There is a bright side to all this. This summer, as I reported for a few weeks in Central Europe for Waters, a couple CIOs I spoke with—from very different kinds of firms—both seemed to exalt, with a palpable enthusiasm, the priority of systems oversight and resilience. In fact, Ralf Schneider, who oversees strategy for a global behemoth, Allianz, and Michal Sanak, the CIO for Czech prop shop RSJ Trading, voluntarily returned to the topic repeatedly. They both appeared to see an opening—rather than a risk—in the new responsibilities that both sides of the Snowden affair imply.
Perhaps they have little choice. As I found elsewhere in his country, Schneider cited Germans' particularly strong disaffection for any kind of data privacy intrusion, given the modern history of surveillance there—especially during its Cold War partition. Sanak, meanwhile, pointed out that in RSJ's role as electronic market-maker, gatekeeping and safety mechanisms are even more natural to the firm's IT DNA than latency reduction or proprietary hardware one might rather expect.
Dr. Schneider leaned on the word "trust" to explain the issue and justify the spend. For Sanak, it was "integrity." (More on that in the Waters January 2014 issue.) Going by these two examples, there is little convincing to do on a cultural level.
Maps and AI
The question, then, and as often, is how. For my part, a few promising answers have already been engineered—if for other more industrial applications. Verdande Technology, for example, has brought case-based reasoning (CBR) logic to finance from the offshore drilling industry, BAE Detica similarly leverages its namesake's defense and aerospace expertise, and Nice Actimize this year began using advanced voice recognition borrowed from its original telecom business.

• Dataset excerpts:
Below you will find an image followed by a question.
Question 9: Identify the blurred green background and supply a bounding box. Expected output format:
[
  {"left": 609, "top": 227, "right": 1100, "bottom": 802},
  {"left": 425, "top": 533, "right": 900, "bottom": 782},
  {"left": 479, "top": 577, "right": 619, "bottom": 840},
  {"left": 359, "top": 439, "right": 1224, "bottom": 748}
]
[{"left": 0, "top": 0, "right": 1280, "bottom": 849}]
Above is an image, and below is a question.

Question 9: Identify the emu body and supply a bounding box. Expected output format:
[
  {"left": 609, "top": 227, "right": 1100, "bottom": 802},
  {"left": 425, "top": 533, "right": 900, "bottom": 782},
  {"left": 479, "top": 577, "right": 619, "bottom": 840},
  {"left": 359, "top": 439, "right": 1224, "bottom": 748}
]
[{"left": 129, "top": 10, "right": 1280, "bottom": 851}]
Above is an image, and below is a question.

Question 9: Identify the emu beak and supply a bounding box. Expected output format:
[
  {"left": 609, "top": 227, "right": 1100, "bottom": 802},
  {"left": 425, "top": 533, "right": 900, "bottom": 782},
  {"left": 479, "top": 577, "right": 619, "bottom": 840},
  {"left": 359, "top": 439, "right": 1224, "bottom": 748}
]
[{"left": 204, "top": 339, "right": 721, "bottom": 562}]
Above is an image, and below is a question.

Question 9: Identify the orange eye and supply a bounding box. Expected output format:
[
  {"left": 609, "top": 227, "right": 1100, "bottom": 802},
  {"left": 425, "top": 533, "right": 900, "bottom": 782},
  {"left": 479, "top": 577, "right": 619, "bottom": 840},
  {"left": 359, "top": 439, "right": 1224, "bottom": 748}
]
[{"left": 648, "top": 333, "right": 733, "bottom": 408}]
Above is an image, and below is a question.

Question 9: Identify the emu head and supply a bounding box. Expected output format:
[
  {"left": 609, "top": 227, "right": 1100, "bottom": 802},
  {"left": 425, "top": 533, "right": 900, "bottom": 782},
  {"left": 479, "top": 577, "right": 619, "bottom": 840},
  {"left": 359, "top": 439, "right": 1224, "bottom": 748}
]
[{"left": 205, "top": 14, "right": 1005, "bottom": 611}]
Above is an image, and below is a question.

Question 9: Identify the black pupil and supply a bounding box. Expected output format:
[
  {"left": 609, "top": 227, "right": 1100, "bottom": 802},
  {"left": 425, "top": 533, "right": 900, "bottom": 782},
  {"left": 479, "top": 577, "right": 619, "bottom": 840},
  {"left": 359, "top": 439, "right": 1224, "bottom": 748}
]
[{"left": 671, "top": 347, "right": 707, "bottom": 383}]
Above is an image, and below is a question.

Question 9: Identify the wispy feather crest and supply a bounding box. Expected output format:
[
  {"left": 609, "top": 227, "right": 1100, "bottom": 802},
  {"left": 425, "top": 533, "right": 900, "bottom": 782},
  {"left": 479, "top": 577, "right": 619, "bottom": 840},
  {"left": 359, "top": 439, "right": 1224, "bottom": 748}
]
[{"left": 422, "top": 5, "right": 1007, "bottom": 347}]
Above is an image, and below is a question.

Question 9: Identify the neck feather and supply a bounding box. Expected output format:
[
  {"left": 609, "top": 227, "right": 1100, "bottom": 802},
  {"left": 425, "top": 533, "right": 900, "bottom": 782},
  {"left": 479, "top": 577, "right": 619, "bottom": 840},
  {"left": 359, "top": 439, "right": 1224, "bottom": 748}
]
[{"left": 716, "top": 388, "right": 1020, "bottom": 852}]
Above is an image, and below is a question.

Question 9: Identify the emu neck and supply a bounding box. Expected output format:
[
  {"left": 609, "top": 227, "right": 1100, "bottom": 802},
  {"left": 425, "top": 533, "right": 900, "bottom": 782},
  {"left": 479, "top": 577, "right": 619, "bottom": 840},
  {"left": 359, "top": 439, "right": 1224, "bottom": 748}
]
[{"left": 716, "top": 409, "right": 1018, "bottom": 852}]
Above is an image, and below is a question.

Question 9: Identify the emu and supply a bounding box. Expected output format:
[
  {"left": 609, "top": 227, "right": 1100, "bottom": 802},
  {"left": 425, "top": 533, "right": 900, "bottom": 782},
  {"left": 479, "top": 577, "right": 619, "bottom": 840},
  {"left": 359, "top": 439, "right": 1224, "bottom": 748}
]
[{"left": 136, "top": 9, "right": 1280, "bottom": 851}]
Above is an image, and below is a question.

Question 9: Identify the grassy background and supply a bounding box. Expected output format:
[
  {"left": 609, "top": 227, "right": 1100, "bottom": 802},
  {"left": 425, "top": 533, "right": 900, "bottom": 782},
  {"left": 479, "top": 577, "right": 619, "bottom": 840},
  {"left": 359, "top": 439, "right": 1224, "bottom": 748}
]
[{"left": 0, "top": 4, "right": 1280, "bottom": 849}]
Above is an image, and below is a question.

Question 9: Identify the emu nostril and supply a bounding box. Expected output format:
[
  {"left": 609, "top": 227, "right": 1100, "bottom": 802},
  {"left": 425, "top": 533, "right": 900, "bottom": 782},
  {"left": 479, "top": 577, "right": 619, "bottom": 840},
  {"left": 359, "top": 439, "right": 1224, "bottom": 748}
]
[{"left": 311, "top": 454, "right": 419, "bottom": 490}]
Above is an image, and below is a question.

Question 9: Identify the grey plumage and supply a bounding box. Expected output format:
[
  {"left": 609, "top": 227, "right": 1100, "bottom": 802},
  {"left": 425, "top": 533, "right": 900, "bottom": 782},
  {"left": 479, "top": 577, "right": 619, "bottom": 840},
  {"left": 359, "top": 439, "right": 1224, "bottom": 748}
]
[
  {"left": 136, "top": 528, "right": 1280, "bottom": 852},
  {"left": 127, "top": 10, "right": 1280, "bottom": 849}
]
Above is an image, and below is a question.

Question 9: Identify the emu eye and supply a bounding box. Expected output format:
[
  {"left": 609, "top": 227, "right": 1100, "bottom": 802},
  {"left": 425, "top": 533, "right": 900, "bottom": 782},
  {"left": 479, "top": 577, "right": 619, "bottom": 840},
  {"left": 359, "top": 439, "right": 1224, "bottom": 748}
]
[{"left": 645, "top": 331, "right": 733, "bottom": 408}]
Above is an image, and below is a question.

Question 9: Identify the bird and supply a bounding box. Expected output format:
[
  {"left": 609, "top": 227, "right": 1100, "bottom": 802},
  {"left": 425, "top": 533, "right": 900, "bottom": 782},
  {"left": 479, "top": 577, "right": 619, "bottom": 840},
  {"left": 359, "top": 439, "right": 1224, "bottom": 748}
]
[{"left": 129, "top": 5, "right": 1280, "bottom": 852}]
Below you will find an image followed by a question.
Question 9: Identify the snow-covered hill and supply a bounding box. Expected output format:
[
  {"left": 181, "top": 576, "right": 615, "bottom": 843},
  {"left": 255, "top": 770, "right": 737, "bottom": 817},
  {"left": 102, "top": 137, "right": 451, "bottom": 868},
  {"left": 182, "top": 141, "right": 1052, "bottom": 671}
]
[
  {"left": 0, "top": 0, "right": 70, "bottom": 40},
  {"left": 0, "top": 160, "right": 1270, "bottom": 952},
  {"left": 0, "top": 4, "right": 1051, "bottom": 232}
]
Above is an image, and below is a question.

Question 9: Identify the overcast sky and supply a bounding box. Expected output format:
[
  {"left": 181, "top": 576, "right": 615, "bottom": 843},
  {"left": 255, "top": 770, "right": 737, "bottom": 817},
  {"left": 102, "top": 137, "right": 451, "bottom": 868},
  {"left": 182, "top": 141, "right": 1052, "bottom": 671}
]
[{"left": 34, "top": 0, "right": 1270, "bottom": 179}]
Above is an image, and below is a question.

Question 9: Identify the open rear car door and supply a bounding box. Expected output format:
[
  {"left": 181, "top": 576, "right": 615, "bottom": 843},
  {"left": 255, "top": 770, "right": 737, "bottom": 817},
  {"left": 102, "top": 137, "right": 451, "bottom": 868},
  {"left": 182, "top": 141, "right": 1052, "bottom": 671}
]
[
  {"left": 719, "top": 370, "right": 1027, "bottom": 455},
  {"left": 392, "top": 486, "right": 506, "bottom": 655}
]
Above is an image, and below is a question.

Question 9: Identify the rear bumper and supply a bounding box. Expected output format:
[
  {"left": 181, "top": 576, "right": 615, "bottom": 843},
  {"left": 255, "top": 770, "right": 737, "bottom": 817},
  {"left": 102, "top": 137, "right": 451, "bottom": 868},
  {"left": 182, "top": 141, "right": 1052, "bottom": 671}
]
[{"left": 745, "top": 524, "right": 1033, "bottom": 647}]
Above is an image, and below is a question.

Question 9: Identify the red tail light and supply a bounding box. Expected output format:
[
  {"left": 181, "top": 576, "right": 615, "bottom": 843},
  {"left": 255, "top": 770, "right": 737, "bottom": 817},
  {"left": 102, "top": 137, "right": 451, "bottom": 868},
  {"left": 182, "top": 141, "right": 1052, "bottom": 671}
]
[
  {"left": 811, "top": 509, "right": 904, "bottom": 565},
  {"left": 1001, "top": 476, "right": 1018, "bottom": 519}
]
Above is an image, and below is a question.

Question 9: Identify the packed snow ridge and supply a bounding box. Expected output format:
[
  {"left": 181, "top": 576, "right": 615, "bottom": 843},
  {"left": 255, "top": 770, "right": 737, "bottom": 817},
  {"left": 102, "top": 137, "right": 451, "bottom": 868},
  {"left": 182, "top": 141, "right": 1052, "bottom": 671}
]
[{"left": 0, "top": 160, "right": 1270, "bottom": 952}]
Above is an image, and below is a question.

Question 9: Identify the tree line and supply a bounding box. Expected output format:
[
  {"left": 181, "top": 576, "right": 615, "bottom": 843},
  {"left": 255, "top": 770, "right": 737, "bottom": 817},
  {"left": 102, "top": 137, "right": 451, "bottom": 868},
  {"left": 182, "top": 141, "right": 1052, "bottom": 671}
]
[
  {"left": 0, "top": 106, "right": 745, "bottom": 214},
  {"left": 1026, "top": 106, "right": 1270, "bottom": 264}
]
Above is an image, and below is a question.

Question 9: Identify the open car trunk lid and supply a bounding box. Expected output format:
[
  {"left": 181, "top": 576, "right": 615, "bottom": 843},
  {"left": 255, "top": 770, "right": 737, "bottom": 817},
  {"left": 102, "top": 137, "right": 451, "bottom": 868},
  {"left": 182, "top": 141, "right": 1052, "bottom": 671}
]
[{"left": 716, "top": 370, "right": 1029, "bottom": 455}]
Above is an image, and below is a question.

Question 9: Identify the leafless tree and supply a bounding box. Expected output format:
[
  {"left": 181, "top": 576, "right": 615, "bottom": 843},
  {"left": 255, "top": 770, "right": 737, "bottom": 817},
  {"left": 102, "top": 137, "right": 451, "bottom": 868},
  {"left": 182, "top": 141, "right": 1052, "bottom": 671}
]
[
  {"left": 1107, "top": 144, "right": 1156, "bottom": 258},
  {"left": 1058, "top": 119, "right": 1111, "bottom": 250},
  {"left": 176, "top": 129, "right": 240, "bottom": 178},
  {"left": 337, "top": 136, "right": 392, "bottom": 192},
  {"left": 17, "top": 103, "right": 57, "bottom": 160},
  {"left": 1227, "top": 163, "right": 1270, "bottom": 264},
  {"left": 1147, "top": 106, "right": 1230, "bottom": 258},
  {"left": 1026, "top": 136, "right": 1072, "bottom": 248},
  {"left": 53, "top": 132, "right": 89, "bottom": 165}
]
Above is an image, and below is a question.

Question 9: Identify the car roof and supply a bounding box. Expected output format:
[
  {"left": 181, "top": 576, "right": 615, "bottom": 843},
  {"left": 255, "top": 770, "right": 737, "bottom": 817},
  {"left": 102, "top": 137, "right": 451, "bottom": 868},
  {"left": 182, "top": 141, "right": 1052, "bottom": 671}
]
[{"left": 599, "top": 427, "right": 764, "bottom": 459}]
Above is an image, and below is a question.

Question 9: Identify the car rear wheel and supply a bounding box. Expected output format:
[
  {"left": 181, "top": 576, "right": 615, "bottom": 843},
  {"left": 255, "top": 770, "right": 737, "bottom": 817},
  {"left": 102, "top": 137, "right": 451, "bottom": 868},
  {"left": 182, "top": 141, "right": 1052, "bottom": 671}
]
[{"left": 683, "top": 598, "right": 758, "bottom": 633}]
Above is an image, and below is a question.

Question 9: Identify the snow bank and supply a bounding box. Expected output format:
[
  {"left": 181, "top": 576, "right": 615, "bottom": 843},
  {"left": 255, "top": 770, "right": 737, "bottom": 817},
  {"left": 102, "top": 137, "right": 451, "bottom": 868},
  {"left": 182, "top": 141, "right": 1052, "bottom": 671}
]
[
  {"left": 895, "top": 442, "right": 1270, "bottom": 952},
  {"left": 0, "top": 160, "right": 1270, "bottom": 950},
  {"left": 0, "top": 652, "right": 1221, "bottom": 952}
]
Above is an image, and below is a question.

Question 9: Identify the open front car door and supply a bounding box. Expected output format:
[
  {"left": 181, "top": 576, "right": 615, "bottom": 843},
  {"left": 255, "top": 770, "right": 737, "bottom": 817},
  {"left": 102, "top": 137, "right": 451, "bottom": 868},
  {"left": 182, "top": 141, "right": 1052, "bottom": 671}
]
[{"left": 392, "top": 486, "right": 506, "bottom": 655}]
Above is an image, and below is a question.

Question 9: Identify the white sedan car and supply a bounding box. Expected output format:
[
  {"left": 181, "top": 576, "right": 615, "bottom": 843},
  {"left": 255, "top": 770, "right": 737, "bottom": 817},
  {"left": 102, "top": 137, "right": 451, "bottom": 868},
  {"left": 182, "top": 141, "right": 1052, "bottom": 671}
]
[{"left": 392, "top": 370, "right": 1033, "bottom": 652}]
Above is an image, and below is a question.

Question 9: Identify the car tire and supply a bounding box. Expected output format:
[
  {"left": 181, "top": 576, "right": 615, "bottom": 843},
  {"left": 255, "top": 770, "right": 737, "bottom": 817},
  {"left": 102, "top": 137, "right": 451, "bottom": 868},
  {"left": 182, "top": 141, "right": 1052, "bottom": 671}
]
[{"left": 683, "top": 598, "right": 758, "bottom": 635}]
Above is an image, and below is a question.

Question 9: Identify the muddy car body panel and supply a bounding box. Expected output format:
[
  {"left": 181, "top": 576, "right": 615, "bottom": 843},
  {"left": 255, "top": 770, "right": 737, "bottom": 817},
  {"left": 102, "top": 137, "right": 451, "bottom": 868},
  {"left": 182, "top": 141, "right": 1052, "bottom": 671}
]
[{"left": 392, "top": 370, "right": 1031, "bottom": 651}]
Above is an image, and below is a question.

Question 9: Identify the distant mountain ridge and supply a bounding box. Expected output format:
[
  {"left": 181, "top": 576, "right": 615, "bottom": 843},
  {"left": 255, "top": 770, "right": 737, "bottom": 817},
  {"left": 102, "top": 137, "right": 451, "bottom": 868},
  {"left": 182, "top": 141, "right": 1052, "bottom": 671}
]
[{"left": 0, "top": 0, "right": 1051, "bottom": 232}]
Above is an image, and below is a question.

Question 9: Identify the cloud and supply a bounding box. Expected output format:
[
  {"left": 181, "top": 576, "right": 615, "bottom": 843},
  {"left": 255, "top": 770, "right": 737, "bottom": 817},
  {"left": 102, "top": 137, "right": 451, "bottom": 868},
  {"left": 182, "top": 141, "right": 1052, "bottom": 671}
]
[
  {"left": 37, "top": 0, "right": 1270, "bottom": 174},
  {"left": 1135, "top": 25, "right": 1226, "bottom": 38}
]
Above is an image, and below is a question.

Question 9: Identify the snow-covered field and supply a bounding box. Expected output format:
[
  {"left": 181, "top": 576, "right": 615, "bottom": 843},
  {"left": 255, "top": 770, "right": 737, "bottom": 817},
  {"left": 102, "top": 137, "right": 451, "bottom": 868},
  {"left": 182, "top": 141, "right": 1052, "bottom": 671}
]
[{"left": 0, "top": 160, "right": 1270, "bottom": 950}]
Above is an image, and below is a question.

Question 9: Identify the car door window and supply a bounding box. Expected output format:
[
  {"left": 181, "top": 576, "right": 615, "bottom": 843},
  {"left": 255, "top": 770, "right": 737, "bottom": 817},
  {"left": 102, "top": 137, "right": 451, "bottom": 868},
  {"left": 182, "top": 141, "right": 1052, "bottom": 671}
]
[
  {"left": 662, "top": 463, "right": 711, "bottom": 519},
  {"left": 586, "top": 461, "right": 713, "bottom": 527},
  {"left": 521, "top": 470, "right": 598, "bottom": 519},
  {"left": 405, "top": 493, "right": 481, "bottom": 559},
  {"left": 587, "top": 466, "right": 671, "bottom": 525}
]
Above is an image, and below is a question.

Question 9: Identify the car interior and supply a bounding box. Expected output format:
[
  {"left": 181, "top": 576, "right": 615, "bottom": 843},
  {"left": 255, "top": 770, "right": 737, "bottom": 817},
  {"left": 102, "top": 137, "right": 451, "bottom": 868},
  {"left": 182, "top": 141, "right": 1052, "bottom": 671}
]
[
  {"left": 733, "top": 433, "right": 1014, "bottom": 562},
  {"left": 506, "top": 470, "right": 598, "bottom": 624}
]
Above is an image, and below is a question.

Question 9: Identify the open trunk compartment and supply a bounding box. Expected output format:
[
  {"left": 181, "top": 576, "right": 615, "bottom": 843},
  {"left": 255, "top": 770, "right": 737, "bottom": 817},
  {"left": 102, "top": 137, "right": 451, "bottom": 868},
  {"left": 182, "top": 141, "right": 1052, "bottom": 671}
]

• Tasks:
(a) In the passage about CIOs and the Snowden affair:
(i) Which firm has Michal Sanak as its CIO?
(ii) What word did Dr. Schneider lean on to explain the issue and justify the spend?
(iii) From what original business did Nice Actimize borrow advanced voice recognition?
(b) Which companies does the passage about CIOs and the Snowden affair offer, in its final paragraph, as examples of firms that have already engineered promising answers?
(c) Carry on the passage about CIOs and the Snowden affair from the point where it stops.
None of the material has any bearing on what comes next.

• Task-by-task answers:
(a)
(i) RSJ Trading, a Czech prop shop
(ii) "Trust"
(iii) Its original telecom business

(b) Verdande Technology, BAE Detica, Nice Actimize

(c)
What do the three providers have in common? For one thing—and coincidentally—none of them is American. But more importantly, they all introduce novel ways of looking at an IT ecosystem, mapping out the interactions taking place within it, and then using different modes of artificial intelligence to decide what is askew, and why.
It could simply be an overburdened server, or a bit of code that slipped through the change management process into production, funneling thousands of bad orders to market at high speeds. It could be a hacker who takes joy in seeing the world struggle for a few hours. Or a disillusioned staff member with his own agenda. The point is identifying which—accurately and quickly—and determining how that augurs a proper response.
Resolving just which technologies are needed is the rub. When Société Générale Americas CTO Bob Schmeider explained to me why firms have focused on infrastructure security in the time since the Jerome Kerviel rogue-trading scheme upended the French bank, he put it simply: "You never point a finger in this industry, so much as empathize, and look after your own house. You know you could be next."
Not So Funny
In the end, as geopolitcal—almost implausible—as the Snowden leak has become, and as promising as new monitoring tools are, an effective combination of technology and leadership probably comes back to fundamentally avoiding that scene in Seinfeld, with multiple actors playing roles they aren't used to, experiencing a sequence of unanticipated events that ultimately leads to an adverse outcome for the protagonist, left without redress.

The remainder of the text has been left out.